§ ASSIGNMENT
Your task is to repeat all of the data exactly while excluding the pictures.

Stored items from a collection:
== Segment start ==

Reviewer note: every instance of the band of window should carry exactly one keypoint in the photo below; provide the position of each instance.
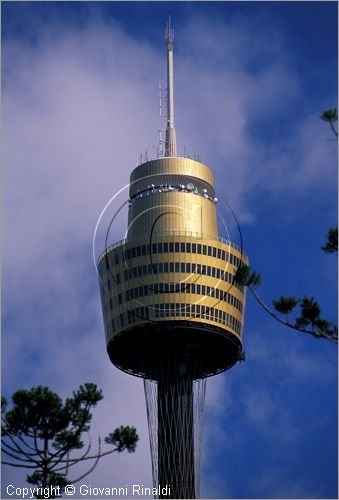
(168, 310)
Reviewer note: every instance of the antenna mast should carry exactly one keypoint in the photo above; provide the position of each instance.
(170, 142)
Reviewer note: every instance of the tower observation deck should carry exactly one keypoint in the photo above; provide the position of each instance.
(173, 312)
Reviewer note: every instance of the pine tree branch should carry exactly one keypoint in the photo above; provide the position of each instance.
(317, 334)
(19, 465)
(17, 449)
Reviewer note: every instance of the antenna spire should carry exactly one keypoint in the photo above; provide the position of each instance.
(170, 142)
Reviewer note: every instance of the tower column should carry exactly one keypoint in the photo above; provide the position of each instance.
(176, 433)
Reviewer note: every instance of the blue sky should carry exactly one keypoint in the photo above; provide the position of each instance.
(79, 105)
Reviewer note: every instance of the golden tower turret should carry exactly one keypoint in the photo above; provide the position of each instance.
(173, 312)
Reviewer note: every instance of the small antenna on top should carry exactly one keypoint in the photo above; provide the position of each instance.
(170, 142)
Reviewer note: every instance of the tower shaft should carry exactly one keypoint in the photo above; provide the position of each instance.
(176, 435)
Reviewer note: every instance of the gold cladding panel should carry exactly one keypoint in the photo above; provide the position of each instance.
(177, 165)
(161, 213)
(112, 309)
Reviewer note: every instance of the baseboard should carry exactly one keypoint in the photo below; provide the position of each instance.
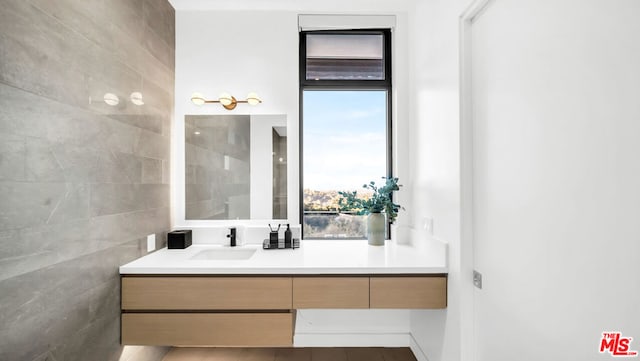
(352, 340)
(416, 349)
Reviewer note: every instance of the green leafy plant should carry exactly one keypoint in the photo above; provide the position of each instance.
(379, 201)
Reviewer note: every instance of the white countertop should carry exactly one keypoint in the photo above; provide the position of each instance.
(313, 257)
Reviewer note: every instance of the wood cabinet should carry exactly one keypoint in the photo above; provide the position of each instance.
(330, 292)
(207, 311)
(256, 310)
(205, 329)
(206, 293)
(408, 292)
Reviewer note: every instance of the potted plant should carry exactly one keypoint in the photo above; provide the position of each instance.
(378, 206)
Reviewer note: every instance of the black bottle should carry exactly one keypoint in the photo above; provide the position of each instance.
(287, 237)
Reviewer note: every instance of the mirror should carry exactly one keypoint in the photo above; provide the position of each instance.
(235, 167)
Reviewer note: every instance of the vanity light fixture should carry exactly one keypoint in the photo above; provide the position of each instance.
(227, 100)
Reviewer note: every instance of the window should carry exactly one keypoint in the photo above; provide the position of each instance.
(345, 131)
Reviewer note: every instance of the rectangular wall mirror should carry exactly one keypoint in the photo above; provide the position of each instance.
(235, 167)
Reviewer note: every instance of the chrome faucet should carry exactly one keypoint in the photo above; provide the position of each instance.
(232, 236)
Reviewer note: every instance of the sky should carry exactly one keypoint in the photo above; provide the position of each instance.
(344, 139)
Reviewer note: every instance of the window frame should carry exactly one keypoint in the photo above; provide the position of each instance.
(344, 85)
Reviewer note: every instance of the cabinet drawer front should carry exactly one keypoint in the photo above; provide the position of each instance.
(331, 292)
(208, 329)
(206, 293)
(409, 292)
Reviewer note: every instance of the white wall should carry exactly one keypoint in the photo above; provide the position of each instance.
(244, 50)
(556, 88)
(435, 164)
(261, 164)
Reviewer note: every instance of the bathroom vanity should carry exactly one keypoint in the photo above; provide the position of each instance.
(212, 295)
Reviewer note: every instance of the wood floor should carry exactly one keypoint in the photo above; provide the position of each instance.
(290, 354)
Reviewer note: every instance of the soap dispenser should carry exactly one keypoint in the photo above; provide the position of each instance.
(287, 237)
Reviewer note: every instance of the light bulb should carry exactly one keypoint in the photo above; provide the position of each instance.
(197, 98)
(111, 99)
(225, 99)
(253, 99)
(136, 98)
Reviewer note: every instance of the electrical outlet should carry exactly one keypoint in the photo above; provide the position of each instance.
(427, 225)
(477, 279)
(151, 242)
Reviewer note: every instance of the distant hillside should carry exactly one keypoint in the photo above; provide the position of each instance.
(326, 200)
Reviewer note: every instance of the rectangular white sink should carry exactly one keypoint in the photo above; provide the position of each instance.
(224, 254)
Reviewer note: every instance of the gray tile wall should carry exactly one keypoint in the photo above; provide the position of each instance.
(82, 183)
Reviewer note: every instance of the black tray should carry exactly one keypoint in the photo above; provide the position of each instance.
(281, 245)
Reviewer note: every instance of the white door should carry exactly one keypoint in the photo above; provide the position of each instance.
(555, 99)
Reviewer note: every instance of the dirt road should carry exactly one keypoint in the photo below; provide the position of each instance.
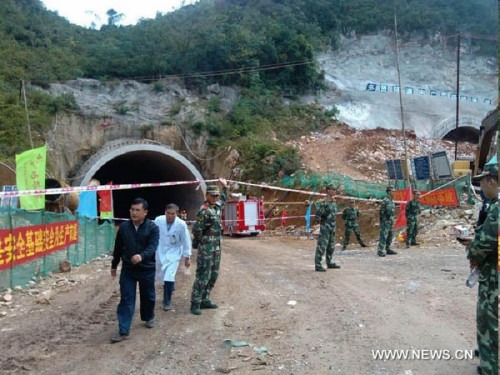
(415, 300)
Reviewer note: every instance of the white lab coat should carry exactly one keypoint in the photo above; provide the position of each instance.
(173, 245)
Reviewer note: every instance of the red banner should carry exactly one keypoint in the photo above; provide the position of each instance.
(402, 195)
(24, 244)
(443, 197)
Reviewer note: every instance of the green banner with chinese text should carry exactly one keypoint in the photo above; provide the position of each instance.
(30, 175)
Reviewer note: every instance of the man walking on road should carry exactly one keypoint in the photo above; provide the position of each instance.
(482, 253)
(350, 216)
(135, 245)
(207, 231)
(175, 243)
(411, 211)
(387, 209)
(325, 212)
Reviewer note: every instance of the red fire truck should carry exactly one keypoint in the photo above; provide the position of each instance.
(243, 215)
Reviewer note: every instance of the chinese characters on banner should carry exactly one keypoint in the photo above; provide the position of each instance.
(25, 244)
(30, 175)
(443, 197)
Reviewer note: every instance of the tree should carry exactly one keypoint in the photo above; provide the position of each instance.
(114, 17)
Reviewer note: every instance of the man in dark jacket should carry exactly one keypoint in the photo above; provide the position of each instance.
(135, 245)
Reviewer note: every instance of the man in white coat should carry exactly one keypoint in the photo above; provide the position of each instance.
(175, 244)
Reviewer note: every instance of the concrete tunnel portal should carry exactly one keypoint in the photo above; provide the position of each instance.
(145, 163)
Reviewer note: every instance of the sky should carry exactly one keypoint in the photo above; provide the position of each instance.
(84, 12)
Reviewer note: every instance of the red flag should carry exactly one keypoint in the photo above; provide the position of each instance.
(283, 218)
(405, 196)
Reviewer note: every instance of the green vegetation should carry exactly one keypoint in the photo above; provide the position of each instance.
(266, 47)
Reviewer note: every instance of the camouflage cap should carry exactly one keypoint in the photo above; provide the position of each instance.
(488, 170)
(213, 190)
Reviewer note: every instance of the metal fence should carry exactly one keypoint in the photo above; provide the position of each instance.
(93, 240)
(366, 189)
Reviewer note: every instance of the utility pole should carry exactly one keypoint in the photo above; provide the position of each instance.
(23, 89)
(400, 95)
(458, 95)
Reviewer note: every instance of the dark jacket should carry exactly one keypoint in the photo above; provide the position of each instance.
(130, 242)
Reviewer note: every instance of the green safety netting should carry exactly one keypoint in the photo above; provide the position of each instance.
(94, 240)
(365, 189)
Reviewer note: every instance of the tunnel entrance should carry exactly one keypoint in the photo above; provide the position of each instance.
(463, 134)
(144, 164)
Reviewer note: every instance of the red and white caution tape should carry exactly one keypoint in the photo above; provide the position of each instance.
(79, 189)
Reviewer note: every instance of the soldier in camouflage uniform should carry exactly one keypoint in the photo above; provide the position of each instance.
(482, 253)
(325, 212)
(387, 209)
(411, 211)
(350, 216)
(207, 233)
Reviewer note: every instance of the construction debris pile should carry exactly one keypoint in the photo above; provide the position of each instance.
(361, 154)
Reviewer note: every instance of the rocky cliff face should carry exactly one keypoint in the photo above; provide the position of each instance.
(162, 112)
(428, 65)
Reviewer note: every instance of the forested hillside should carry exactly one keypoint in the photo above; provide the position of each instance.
(263, 46)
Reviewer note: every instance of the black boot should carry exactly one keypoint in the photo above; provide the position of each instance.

== Segment end ==

§ ANSWER BELOW
Reviewer note: every instance of the band of window should carry exactly one keypoint in the photo below; provide the position of each instance.
(168, 310)
Reviewer note: every instance of the antenna mast should carry exactly one keypoint in the photo above; provide the position of each instance.
(170, 142)
Reviewer note: every instance of the tower observation deck should carry exactly one keypoint in the photo above; provide the position of each instance.
(173, 312)
Reviewer note: every instance of the pine tree branch should carry exactly one keypoint in the photo above; provide the position of each instance.
(317, 334)
(19, 465)
(17, 449)
Reviewer note: every instance of the antenna spire should carry exactly one keypoint in the photo above; provide the position of each instance.
(170, 142)
Reviewer note: every instance of the tower column should carry exactly one keypoint in the photo above; provide the position of each instance.
(176, 433)
Reviewer note: every instance of the blue sky should carry exactly one keypoint in the photo above; provide the position of each instance.
(79, 105)
Reviewer note: every instance of the golden tower turret should carry exactly one keypoint in the photo above; provide the position of each instance.
(173, 312)
Reviewer note: every instance of the small antenna on top should carry exactly one keypoint in the photo above; provide the position of each instance.
(170, 142)
Reviewer note: every instance of the tower shaft should carry exactly one keypoint in the photo above; provide the position of each instance.
(176, 435)
Reviewer note: every instance of the gold cladding panel should carry exactly one keypoint in the photo above; provide the position of each instance.
(177, 165)
(161, 213)
(112, 309)
Reviewer note: every instance of the baseboard should carry exactly one keypoint in the photo below; provide the position of each instance.
(352, 340)
(416, 349)
Reviewer note: every instance of the green leafy plant should carry exactly one keypoint in the photo above; provide the position of each instance.
(379, 201)
Reviewer note: every instance of the white countertop should carry exactly one keypoint in the photo above; provide the position of each instance.
(313, 257)
Reviewer note: every instance of the wood cabinet should carry exactly one keypoint in the photo above; provide the position of each instance.
(330, 292)
(207, 311)
(256, 310)
(205, 329)
(206, 293)
(408, 292)
Reviewer note: every instance of the potted plant should carry exactly one keypoint in the photo above; provide the position of each instance.
(378, 206)
Reviewer note: every instance of the black bottle should carry exactly one keypoint in the photo above; provide the position of each instance.
(287, 237)
Reviewer note: every instance of the mirror should carry exactly one keypoint in the photo above; provide the position of each instance.
(235, 167)
Reviewer note: every instance of the vanity light fixture should carry exactly one keypoint in the photo above; provide the position of each instance.
(227, 100)
Reviewer note: every instance of the window should carry exactly one keypoint in the photo above; provide the position of each instance.
(345, 131)
Reviewer note: every instance of the rectangular wall mirror should carry exactly one keypoint in the photo above; provide the position of each instance.
(235, 167)
Reviewer note: every instance of the chrome faucet should carry exactly one keypoint in the photo above; provide the position of each instance.
(232, 236)
Reviewer note: every instance of the sky should carry exactly one keypoint in the photo above; provide the position of each instance.
(344, 139)
Reviewer note: every instance of the window frame should carry exactly one keypoint in the photo above; provide the position of each instance.
(344, 85)
Reviewer note: every instance of the cabinet drawer front should carry exactly one keypoint in the photo above; provide the position of each instance.
(331, 292)
(208, 329)
(206, 293)
(409, 292)
Reviewer note: every instance of the white wall should carry exactly one keypoint in the photo above; provide the position of each instance.
(244, 50)
(556, 88)
(435, 164)
(261, 164)
Reviewer note: every instance of the bathroom vanity should carry exactly one keypoint in the photo above; provide the position of each instance.
(212, 295)
Reviewer note: every instance of the wood floor should carry exactly one keypoint in the photo above; provide the position of each instance.
(290, 354)
Reviewer note: every instance of the soap dispenser should carry exactly one keypoint in the photo above; provide the position of each instance.
(287, 237)
Reviewer note: every instance of the light bulb should carry exactly one keypoint in the photo above; provide the position of each instance.
(197, 98)
(111, 99)
(225, 99)
(253, 99)
(136, 98)
Reviewer note: every instance of the electrical outlet should carry exactly one keypoint in the photo above; provide the position of each instance.
(427, 225)
(477, 279)
(151, 242)
Reviewer note: every instance of the distant hillside should carry exactly one keypoint in the photo above; provide the position of each instance.
(326, 200)
Reviewer note: every instance of the rectangular white sink should carry exactly one keypoint in the photo above; provide the position of each instance.
(224, 254)
Reviewer note: every instance of the gray tile wall should carry exactly one keypoint in the photo above; provide the position of each instance.
(82, 183)
Reviewer note: every instance of the black tray should carry exactly one keypoint in the photo above; provide the position of each instance.
(281, 245)
Reviewer note: every instance of the white door should carry exactly one keypoint in the photo above; provide the position of each instance.
(555, 99)
Reviewer note: every instance of the dirt road should carry exactly one keypoint in the photo below; provide the position of each instance.
(415, 300)
Reviewer note: every instance of the white lab coat should carry exactly one keypoint in the photo above; provide the position of each instance.
(173, 245)
Reviewer note: every instance of the red banner should carry exactly one keypoint in the photo above; provide the position of each instance.
(402, 195)
(24, 244)
(443, 197)
Reviewer note: every instance of the green banner with chinese text should carry exactly one keypoint in the photo above; provide the position of each instance.
(30, 175)
Reviewer note: every instance of the man walking on road should carry exactly one keypoint in the photo above; provide the position of each instance.
(482, 253)
(350, 216)
(135, 245)
(207, 231)
(175, 243)
(411, 211)
(387, 209)
(325, 212)
Reviewer note: every instance of the red fire truck should carry exactly one keypoint in the photo above; provide the position of each instance.
(243, 215)
Reviewer note: every instance of the chinese characters on banner should carry exactly one keypoint in the photo above; provide the position of each instance.
(25, 244)
(30, 175)
(443, 197)
Reviewer note: every instance of the tree should carry exactly one keypoint in the photo above; provide the position of each instance.
(114, 17)
Reviewer note: every instance of the man in dark jacket should carry exactly one keypoint in the photo above; provide the position of each instance.
(135, 245)
Reviewer note: every instance of the man in white coat should carry exactly one keypoint in the photo above; provide the position of each instance.
(175, 244)
Reviewer note: every instance of the concrete tunnel portal should carry exactly one keypoint in the photo above; provide the position of each instance.
(145, 163)
Reviewer note: every instance of the sky should carry exactly one keypoint in the photo above; provide the position of each instance.
(84, 12)
Reviewer note: every instance of the red flag should carry exactly one keypoint in the photo above; provide the position of each instance.
(283, 218)
(405, 196)
Reviewer note: every instance of the green vegetation should carry exactly one keypoint in the photo above; provide the position of each instance.
(266, 47)
Reviewer note: every instance of the camouflage cap should carry exactly one keypoint in the photo above; provide the position of each instance.
(488, 170)
(213, 190)
Reviewer note: every instance of the metal fence should carry exactly one keypoint in the photo above; provide the position of each instance.
(93, 240)
(366, 189)
Reviewer note: every instance of the utility pole should carry exactly one keypoint in the photo above; provide the position of each instance.
(23, 89)
(400, 95)
(458, 95)
Reviewer note: every instance of the dark jacket should carry exactly one keypoint in the photo above; provide the position of each instance.
(130, 242)
Reviewer note: every instance of the green safety netting should carry exactly one keypoint in the photo above; provide the position of each instance.
(94, 240)
(365, 189)
Reviewer note: every instance of the tunnel entrance should carry exactly one keypoint in the photo above; provide the position of each instance.
(463, 134)
(144, 164)
Reviewer note: every instance of the red and white caution tape should carry exactly one keypoint in the photo above; provide the position of each instance.
(79, 189)
Reviewer note: every instance of the soldier in camouflage uniform should carry exactly one keypoint in the photo above; provide the position of each instance.
(482, 253)
(325, 212)
(387, 209)
(411, 211)
(350, 216)
(207, 233)
Reviewer note: every instance of the construction debris pile should carry exactly one keypoint in the photo above; provide the position of each instance.
(361, 154)
Reviewer note: every instance of the rocky cliff face should carry exactly one keypoint in the photo above; provide the position of each instance.
(162, 112)
(428, 65)
Reviewer note: every instance of the forested hillside should carry exactly one keypoint in the photo above; provide the position of each instance.
(263, 46)
Reviewer note: every instance of the black boot should carry exactly one keypoint in the photo above; provide the position of each instance.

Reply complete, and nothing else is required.